▸ WRITTEN REQUEST: Skip every picture and transcribe the remaining material exactly.

▸ DATA TO USE:

#####

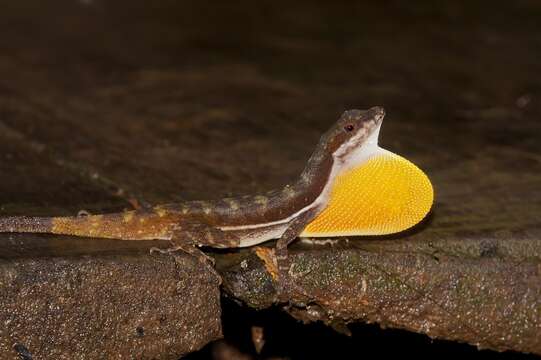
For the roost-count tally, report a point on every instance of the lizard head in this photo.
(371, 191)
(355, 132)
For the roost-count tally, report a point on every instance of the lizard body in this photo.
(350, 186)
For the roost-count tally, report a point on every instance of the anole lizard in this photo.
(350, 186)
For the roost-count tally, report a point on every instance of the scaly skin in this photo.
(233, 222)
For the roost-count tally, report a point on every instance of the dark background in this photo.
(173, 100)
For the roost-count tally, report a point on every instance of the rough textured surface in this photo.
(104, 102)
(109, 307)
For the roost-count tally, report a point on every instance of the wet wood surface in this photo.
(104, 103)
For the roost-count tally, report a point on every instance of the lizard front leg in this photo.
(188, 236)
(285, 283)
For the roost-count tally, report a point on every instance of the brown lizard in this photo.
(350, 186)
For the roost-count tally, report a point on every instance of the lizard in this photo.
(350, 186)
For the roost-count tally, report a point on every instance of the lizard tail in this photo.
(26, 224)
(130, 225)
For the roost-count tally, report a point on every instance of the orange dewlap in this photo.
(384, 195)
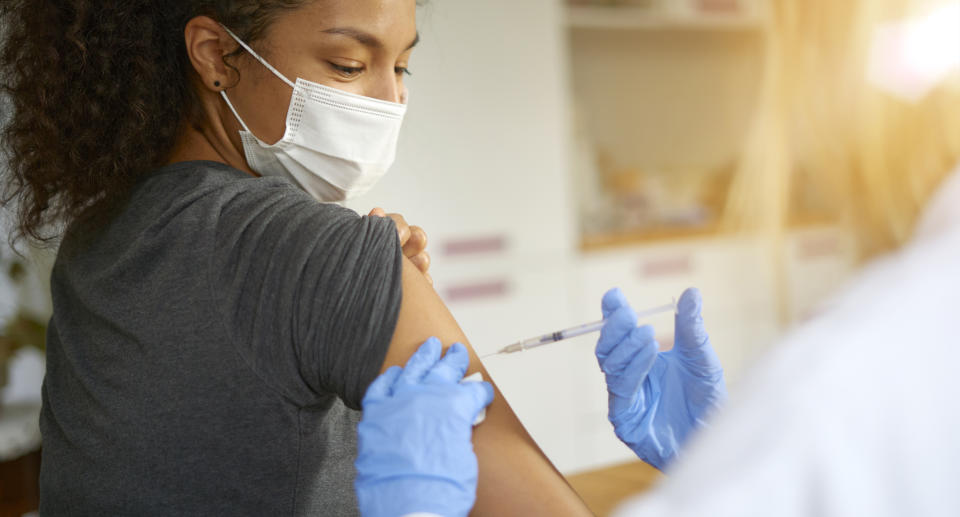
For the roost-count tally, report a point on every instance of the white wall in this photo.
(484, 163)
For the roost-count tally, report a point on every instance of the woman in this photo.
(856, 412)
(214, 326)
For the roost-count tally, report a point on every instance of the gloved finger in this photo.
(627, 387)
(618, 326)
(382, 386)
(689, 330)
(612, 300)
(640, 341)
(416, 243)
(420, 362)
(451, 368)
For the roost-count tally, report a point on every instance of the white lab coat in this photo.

#####

▸ EXERCISE RESULT:
For the roost-count tally, report a point on every instance of the lizard head in this photo.
(371, 191)
(355, 132)
For the roost-count tally, report a point on every instance of the lizard body in this photo.
(350, 186)
For the roost-count tally, report a point on every instance of the anole lizard in this photo.
(350, 186)
For the roost-count tally, report a point on every instance of the scaly skin in this photo.
(233, 222)
For the roost-count tally, report a point on every instance of the dark background in this photo.
(173, 100)
For the roost-count tally, report a point on every instance of the rough textured surface in this photo.
(104, 102)
(109, 307)
For the roost-count tally, report a point on every instance of the wet wood surface in this photo.
(104, 103)
For the roost-count tally, report a point on every instance of the lizard front leg in this photo.
(188, 236)
(285, 283)
For the roost-count tally, report a point on every instance of the brown lizard in this photo.
(350, 186)
For the roost-count tally, report a point on every instance of the lizard in this photo.
(350, 186)
For the roost-count tally, report a point on every instance of the lizard tail in this photo.
(26, 224)
(130, 225)
For the roost-count tally, report a point on every instance of the orange dewlap in this photo.
(384, 195)
For the roost-count tally, report a point on every instance of the white wall in this photo.
(484, 163)
For the roost-count tally, report a point on every instance of the woman in this photo.
(856, 412)
(214, 326)
For the roost-count tally, report a point on every instance of the gloved finger in this photo.
(627, 387)
(618, 326)
(382, 386)
(689, 330)
(612, 300)
(640, 341)
(416, 243)
(420, 362)
(451, 368)
For the roost-count tally, report a point on every instance of the white lab coat in this photo.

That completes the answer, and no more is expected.